● Tareas escritas:
[1] Según el texto sobre la exposición de escultura, ¿cuántas esculturas, más o menos, había en la exposición?
[2] Sigue escribiendo el texto sobre la exposición de escultura a partir de su última oración.

● Texto proporcionado:
--

De la próxima serie (ana)crítica blog
TSE08
Miércoles 24 de Septiembre de 2008
La estudiante se encontraba en un momento afuera de la Sala de Arte, recargada en el barandal que resguarda al impávido cimarrón disecado que flanquea el pasillo del Centro Comunitario. La estudiante tenía rostro de desconcierto. La maestra le preguntó qué le había parecido la exposición –aproximadamente 12 esculturas de corte contempo—y ella no tenía respuesta. Sí una sonrisa de inseguridad, de genuina pero noble desesperación al no saber “qué hacer” con lo que estaba allá dentro. Noté sus ojos vidriosos, no precisamente inconfundible pero sí dudosa la inscripción de cierto rubor en la mirada, el rostro que queda después de un buen toque de mariguana. Esto es pura especulación.
Lo que yo observo en la estudiante –esa sospecha de si andará o no bajo los efectos de un noble alucinógeno—proviene del mismo tipo de duda que ella tiene en torno a la exposición: objetos varios dispuestos para generar distintos tipos de reacciones estéticas y/o ideológicas. Como la advertencia de unos ojos vidriosos, mantenemos la duda sobre las condiciones desde donde vemos lo que vemos; en este caso, escultura contemporánea.

--

● Material listado:

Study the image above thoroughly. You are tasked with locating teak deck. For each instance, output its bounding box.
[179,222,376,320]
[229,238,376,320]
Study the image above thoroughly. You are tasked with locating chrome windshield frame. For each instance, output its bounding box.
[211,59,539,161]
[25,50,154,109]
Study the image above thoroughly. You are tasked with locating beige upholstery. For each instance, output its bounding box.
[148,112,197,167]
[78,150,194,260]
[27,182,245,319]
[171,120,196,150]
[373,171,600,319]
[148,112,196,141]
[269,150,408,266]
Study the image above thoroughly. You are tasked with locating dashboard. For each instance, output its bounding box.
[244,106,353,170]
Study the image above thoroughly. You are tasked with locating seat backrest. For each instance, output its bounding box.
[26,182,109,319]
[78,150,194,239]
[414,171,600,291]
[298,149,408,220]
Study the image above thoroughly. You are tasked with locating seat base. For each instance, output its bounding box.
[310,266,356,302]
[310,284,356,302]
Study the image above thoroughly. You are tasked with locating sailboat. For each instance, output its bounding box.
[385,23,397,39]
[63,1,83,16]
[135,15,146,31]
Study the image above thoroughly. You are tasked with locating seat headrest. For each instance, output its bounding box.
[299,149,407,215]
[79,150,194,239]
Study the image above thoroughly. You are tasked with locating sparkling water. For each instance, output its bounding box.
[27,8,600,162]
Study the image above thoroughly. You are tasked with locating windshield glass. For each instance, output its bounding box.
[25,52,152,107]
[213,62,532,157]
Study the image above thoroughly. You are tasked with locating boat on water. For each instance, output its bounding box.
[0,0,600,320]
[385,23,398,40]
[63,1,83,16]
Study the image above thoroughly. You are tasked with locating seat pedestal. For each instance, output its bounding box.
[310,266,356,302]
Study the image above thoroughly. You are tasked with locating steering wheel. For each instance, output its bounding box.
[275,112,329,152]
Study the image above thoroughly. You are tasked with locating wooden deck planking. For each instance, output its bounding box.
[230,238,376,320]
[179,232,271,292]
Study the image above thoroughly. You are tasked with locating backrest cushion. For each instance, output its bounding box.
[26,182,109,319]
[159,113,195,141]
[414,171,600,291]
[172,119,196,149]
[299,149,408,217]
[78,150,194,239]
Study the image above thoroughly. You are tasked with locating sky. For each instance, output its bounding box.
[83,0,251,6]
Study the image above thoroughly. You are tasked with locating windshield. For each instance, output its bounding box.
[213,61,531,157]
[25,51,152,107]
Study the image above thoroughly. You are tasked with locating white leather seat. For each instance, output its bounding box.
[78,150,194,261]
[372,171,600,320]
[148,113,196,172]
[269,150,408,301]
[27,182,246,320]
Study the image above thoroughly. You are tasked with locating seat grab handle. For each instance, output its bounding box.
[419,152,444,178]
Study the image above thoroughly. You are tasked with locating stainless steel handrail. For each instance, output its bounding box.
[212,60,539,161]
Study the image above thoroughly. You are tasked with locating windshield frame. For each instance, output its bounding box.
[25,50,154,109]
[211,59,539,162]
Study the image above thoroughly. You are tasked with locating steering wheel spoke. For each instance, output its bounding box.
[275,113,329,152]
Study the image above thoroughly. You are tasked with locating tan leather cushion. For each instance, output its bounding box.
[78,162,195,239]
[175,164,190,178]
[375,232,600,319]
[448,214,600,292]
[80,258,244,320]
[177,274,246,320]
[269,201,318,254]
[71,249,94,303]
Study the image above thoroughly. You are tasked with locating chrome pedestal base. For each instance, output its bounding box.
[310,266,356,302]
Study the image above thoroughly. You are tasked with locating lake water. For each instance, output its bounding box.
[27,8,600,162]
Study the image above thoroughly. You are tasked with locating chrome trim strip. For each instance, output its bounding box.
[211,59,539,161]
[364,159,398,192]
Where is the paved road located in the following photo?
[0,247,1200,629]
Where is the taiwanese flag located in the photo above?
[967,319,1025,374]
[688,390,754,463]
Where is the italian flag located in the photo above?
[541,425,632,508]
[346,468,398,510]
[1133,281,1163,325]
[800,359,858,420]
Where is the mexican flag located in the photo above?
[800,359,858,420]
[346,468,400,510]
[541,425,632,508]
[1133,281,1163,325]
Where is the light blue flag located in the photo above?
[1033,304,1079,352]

--

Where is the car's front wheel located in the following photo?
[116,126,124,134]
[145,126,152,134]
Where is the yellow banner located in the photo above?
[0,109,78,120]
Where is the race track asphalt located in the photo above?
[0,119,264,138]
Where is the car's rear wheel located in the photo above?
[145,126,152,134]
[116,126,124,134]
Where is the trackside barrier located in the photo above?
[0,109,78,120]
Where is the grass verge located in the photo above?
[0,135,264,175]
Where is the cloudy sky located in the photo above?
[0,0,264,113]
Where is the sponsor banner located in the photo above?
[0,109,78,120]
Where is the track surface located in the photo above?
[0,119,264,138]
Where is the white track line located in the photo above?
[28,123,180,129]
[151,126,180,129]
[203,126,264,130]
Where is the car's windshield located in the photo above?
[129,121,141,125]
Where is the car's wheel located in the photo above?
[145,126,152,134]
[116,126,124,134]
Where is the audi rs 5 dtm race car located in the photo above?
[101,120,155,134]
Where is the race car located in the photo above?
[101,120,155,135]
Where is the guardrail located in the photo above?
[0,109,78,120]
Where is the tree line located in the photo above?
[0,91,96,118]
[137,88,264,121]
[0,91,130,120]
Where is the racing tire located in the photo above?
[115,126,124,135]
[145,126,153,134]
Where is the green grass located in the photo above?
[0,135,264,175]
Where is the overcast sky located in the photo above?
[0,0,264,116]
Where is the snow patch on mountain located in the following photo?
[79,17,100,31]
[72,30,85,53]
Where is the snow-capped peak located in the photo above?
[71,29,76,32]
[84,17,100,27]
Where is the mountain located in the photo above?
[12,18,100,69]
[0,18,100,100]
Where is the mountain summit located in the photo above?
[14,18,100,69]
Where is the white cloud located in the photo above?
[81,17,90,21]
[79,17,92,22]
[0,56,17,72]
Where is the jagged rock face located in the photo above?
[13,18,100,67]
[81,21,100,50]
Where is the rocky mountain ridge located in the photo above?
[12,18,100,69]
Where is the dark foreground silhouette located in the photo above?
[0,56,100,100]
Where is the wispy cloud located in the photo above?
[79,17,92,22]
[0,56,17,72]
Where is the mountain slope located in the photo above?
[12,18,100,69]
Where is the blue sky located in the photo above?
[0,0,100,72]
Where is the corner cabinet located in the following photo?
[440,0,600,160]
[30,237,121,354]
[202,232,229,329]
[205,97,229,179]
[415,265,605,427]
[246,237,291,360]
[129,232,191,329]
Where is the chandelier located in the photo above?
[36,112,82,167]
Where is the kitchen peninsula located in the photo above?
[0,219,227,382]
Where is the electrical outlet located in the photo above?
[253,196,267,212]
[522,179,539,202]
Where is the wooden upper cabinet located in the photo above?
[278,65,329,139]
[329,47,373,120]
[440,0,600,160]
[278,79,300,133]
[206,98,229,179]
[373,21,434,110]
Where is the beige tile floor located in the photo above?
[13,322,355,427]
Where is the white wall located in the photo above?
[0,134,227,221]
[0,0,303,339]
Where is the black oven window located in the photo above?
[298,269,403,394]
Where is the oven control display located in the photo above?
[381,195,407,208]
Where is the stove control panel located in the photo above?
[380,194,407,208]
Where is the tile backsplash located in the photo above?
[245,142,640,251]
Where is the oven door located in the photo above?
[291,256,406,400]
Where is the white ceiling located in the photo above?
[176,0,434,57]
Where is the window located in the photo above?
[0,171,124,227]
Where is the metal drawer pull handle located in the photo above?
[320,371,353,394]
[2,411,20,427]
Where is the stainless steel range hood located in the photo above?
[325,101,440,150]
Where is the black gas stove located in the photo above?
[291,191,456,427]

--

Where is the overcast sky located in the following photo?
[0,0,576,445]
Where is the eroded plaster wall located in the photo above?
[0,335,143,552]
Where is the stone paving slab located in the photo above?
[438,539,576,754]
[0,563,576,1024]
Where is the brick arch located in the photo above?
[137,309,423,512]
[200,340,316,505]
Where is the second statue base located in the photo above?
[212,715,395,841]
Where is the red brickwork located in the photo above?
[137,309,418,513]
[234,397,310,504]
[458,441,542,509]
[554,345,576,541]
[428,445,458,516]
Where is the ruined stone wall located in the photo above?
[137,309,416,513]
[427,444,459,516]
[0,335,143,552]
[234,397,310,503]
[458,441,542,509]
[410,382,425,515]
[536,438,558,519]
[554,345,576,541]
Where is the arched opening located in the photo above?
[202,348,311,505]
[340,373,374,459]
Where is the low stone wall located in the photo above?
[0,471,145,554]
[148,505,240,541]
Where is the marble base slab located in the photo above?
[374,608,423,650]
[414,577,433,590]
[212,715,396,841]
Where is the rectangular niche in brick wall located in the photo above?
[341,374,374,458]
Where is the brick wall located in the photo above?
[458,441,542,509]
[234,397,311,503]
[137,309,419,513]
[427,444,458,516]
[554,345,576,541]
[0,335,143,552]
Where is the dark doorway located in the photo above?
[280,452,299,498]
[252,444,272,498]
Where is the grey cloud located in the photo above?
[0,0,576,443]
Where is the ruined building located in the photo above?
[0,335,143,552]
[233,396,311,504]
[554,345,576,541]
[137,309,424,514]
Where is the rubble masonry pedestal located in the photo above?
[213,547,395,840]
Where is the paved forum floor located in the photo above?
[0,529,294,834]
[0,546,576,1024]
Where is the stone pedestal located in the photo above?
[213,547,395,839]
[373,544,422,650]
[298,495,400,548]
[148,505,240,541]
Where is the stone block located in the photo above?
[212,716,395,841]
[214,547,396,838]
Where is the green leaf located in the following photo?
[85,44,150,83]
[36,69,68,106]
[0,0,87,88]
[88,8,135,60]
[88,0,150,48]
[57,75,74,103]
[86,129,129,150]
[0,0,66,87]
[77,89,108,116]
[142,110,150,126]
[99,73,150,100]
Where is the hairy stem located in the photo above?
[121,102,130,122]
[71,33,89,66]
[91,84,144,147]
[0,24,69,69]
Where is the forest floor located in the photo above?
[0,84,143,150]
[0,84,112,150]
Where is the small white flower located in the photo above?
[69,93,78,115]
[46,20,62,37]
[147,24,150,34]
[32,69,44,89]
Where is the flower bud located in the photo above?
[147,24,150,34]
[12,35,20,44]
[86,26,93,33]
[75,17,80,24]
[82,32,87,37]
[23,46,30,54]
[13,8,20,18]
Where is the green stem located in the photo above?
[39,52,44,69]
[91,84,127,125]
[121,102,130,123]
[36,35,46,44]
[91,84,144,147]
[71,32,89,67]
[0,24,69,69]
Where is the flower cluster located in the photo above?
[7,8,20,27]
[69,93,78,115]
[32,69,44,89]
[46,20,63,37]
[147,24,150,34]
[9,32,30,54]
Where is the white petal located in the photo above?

--

● Respuestas en orden:
[1] Unas 12 esculturas.

[2]
“No sé qué pensar, no sé qué decir”, manifestó, con una tierna claridad de intención, un esfuerzo auténtico por reconocer el valor de algo que en realidad no sabes –no sientes que sabes—valorar. He aquí la manifestación precisa de lo que prácticamente todo el mundo en todas partes experimenta en torno al arte actual: “ya no sé qué hacer con eso”.
Le comenté a la estudiante que Baudrillard llegó a la misma conclusión, en una conferencia en la que habló sobre el simulacro en el arte. Concluyó que estaba confundido, determinando que ya no existe tierra firme sobre la cual sostener un juicio concreto en torno a las cualidades –el qué es mejor, qué es peor, bueno/malo, feo/bonito, bello/grotesco, y así sucesivamente—de una obra de arte.
No problemo, está bien. Creo yo que el único piso que las sostiene es el viaje en el que transcurren, su momento, su contexto, su capacidad de relación/recreación. No es que el arte haya muerto –la paradoja es que, en un mundo donde el arte muere, recobra una vitalidad enorme la capacidad de producir obra—pero sí es que el arte ha perdido su capacidad de definición. En ese sentido, se corre el riesgo de que todo sea malo y bueno a la vez.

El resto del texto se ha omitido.